Ardito mengakui pemberitaan yang ada dan meminta maaf kepada masyarakat atas kelalaian yang telah dilakukannya.

”Saya mohon maaf kepada seluruh masyarakat atas kelalaian, semoga ke depan bisa memperbaiki diri jadi tidak terulang lagi, ” kata kader PKB ini.

Dia menjelaskan, dirinya tiba di lokasi acara pukul 17.30 WIB saat hampir semua tamu undangan sudah pulang. Di lokasi, katanya, acara sudah selesai, tinggal keluarga saja yang masih tersisa.

”Karena ada komunikasi saya akan tetap ke sana, jadi keluarga menunggu dan musik sudah mau usai dengan ditutup keluarga yang punya hajat untuk meminta saya memberikan satu tembang lagu,” jelasnya.

Kemudian, dia naik ke atas panggung dan menyumbangkan sebuah lagu. Karena tinggal keluarga, jadi dirinya turun dari panggung dan memberikan saweran.

“Karena tinggal keluarga, saya turun ke bawah. Itu jadi yang bisa disampaikan, tapi memang itu sebenarnya gambaran yang ada,” kata dia.

Sementara itu, tuan rumah acara H. Mansur juga telah meminta maaf. Dirinya mengaku khilaf lantaran terlalu senang acara pernikahan tersebut bisa ditutup dengan nyanyi bersama wakil bupati.

“Saya pribadi sebagai tuan rumah dalam acara memohon maaf yang sebesar-besarnya kepada semua pihak,” katanya.

☆ ☆ ☆ ☆

* Soal 1: Menurut teks, jam berapa Ardito sampai di lokasi acara?
Teks di atas dan baris-baris di bawah ini diambil dari sumber yang berbeda.

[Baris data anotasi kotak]
☆ ☆ ☆ ☆

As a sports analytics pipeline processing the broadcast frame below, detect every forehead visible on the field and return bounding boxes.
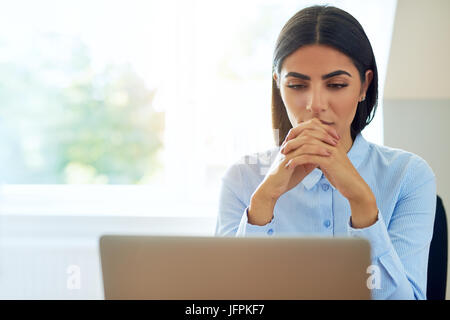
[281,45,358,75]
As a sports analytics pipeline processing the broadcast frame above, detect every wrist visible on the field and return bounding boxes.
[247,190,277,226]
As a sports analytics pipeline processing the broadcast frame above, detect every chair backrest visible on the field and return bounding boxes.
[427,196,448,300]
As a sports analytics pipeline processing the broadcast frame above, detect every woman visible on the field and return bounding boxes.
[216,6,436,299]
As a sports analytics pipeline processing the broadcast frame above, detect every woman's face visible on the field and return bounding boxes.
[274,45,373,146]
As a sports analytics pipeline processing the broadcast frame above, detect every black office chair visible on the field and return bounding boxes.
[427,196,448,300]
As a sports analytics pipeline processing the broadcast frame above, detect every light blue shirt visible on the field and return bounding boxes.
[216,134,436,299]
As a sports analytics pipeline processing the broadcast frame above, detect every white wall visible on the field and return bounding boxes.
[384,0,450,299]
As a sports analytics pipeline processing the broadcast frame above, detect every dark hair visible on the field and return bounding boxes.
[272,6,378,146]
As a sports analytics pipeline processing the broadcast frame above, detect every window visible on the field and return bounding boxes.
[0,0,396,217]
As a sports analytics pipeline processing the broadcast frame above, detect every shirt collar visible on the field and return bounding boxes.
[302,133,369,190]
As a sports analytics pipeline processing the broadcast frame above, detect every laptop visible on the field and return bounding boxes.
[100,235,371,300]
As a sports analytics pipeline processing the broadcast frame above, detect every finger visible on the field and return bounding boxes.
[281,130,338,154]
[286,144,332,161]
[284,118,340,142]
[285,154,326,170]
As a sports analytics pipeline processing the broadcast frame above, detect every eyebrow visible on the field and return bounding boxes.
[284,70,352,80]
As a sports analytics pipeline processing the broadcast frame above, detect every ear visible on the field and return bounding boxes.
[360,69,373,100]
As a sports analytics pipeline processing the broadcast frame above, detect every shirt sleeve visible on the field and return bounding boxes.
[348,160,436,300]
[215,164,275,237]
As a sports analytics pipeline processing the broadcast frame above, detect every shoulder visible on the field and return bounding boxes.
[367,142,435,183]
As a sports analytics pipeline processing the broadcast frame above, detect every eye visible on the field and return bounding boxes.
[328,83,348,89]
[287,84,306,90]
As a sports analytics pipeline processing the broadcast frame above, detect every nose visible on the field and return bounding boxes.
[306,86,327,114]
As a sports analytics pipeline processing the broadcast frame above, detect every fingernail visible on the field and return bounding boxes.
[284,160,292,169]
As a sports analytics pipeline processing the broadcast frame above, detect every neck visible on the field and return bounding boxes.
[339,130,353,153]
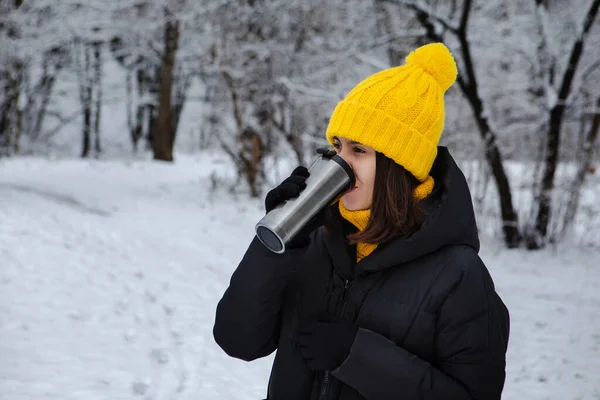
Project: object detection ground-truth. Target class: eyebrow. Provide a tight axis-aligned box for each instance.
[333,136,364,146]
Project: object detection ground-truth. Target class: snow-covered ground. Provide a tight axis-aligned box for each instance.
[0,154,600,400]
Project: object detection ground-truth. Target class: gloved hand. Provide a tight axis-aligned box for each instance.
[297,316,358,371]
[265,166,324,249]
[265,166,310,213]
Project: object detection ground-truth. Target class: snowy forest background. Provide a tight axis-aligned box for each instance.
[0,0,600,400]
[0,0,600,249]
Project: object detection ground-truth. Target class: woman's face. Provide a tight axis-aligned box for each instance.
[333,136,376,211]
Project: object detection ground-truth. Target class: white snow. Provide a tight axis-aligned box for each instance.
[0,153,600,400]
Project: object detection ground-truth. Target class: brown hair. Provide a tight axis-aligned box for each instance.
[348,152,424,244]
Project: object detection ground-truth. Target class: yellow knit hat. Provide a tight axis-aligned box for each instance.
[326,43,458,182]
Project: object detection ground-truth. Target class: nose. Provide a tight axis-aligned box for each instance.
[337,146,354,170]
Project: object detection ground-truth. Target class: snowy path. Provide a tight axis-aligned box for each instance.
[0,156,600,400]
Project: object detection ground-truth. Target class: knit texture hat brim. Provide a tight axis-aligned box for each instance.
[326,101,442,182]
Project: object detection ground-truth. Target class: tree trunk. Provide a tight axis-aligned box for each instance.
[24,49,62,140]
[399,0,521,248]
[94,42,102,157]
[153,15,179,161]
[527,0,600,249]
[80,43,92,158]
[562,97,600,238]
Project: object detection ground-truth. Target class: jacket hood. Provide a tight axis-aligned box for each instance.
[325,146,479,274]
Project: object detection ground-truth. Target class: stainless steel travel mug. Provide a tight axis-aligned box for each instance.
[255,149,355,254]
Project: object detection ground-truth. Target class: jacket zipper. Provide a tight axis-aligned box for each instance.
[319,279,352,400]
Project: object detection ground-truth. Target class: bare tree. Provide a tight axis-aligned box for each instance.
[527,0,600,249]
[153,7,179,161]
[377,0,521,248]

☆ ☆ ☆ ☆

* Soal 2: Salin setiap baris yang memuat kata "tree".

* Jawaban Soal 1: Pukul 17.30 WIB.

* Jawaban Soal 2:
Project: object detection ground-truth. Target class: tree trunk. Provide a tight axis-aligned box for each instance.
Project: object detection ground-truth. Target class: bare tree. Provide a tight axis-aligned box for each instance.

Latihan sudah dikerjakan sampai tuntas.